──────── SELECTED EXTRACT ────────

May 29, 2013 (Sacramento)—Today, the California State Assembly passed the Domestic Worker Bill of Rights (AB 241 Ammiano).  If signed into law, the bill would extend basic labor protections—like overtime pay and rest breaks—to the workers who care for California’s homes and families.

“If we can’t pass this bill this year and get it signed, we will owe an explanation to the workers,” said Assemblymember Tom Ammiano, the bill’s author.  “These workers, who are mostly women, keep our households running smoothly, care for our children, and enable people with disabilities to live at home and remain engaged in our communities. Why shouldn’t they have overtime protections like the average barista or gas station attendant?”

──────── DATA SHOWN ────────

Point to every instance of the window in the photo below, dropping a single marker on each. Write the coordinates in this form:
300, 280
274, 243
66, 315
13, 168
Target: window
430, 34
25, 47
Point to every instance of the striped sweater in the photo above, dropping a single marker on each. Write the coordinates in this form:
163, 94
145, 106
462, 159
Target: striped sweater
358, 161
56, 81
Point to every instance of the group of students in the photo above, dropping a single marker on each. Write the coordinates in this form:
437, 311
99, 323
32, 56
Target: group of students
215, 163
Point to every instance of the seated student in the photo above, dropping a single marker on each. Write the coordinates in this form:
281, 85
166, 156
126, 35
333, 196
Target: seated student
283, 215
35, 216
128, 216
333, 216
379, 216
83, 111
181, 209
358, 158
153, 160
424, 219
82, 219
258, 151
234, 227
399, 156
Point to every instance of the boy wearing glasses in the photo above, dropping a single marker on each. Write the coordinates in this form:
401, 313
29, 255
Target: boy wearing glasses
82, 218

────────

=== PROBLEM REQUIREMENTS ===
Echo the passage from the Domestic Worker Bill of Rights text verbatim, beginning at the words that have "May 29, 2013" and stopping after "homes and families.". The listing is separate material and has no connection to the text about the Domestic Worker Bill of Rights.

=== SOLUTION BELOW ===
May 29, 2013 (Sacramento)—Today, the California State Assembly passed the Domestic Worker Bill of Rights (AB 241 Ammiano).  If signed into law, the bill would extend basic labor protections—like overtime pay and rest breaks—to the workers who care for California’s homes and families.